(Source data)
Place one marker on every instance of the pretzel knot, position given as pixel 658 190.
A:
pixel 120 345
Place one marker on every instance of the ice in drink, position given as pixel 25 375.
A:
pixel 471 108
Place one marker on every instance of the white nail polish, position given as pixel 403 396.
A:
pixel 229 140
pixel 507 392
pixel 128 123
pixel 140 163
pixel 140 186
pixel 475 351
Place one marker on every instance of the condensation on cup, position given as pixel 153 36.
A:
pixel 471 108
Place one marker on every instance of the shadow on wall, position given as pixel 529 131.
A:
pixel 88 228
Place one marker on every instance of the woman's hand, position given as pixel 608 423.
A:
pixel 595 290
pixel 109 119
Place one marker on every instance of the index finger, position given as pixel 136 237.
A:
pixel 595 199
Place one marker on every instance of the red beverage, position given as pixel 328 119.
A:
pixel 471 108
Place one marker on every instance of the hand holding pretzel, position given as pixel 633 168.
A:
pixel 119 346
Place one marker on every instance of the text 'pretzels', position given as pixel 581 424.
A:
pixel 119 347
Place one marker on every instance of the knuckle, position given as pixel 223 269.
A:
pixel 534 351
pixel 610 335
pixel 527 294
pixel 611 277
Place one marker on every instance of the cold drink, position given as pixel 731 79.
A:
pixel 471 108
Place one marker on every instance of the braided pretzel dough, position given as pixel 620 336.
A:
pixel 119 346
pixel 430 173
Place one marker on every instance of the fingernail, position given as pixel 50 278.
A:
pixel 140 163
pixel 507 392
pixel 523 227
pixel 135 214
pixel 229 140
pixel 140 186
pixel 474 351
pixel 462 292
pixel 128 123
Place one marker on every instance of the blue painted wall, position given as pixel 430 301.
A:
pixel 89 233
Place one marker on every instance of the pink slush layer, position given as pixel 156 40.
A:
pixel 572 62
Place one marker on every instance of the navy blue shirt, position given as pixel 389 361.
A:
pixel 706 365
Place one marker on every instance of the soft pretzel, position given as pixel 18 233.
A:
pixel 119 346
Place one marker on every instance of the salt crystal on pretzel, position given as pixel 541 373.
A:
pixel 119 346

Short problem ::
Rewrite all of the material above with "Place one marker on" replaced by "Put a single dot on" wherever it occurs, leaving everything else unchanged.

Finished answer ::
Put a single dot on every instance of the pretzel knot, position given as pixel 658 190.
A:
pixel 120 345
Put a single dot on every instance of the ice in drink, position given as pixel 25 375.
A:
pixel 471 108
Put a single dot on every instance of the white nail polish, position given as pixel 403 396.
A:
pixel 229 140
pixel 507 392
pixel 128 123
pixel 140 163
pixel 140 186
pixel 475 351
Put a single dot on every instance of the condensation on cup, position given as pixel 153 36.
A:
pixel 471 108
Put a single dot on every instance of the shadow on wall, position given as pixel 529 131.
A:
pixel 88 228
Put a single dot on every instance of the woman's hand, position given as pixel 608 423.
A:
pixel 595 290
pixel 109 119
Put a single dot on every instance of the index finger, position given as pixel 136 237.
A:
pixel 595 199
Put a single dot on every instance of the red beverage, position given as pixel 328 119.
A:
pixel 471 108
Put a single dot on every instance of the hand holding pretzel, position given as pixel 633 168.
A:
pixel 119 346
Put a single dot on every instance of the text 'pretzels', position given as pixel 581 424.
A:
pixel 119 347
Put a single dot on every instance of the knuckle, position given as pixel 223 269.
A:
pixel 534 351
pixel 610 335
pixel 527 294
pixel 611 277
Put a single dot on every instance of the cold drink, position given as pixel 731 79.
A:
pixel 471 108
Put a single dot on every instance of the braided pretzel dough, position given as pixel 620 336.
A:
pixel 119 346
pixel 430 173
Put a single dot on every instance of the fingernail, position given as pixel 50 278.
A:
pixel 140 163
pixel 507 392
pixel 523 227
pixel 135 214
pixel 229 140
pixel 140 186
pixel 474 351
pixel 462 292
pixel 128 123
Put a single dot on every instance of the blue painted wall, position given as pixel 430 301.
A:
pixel 89 233
Put a single dot on every instance of the pink slush layer, position given as pixel 156 40.
A:
pixel 572 62
Put a single dot on every instance of the navy blue shirt, position given as pixel 389 361.
A:
pixel 706 365
Put a single dot on every instance of the soft pretzel, position given as pixel 18 233.
A:
pixel 119 346
Put a single dot on every instance of the salt crystal on pretzel, position given as pixel 541 373.
A:
pixel 119 346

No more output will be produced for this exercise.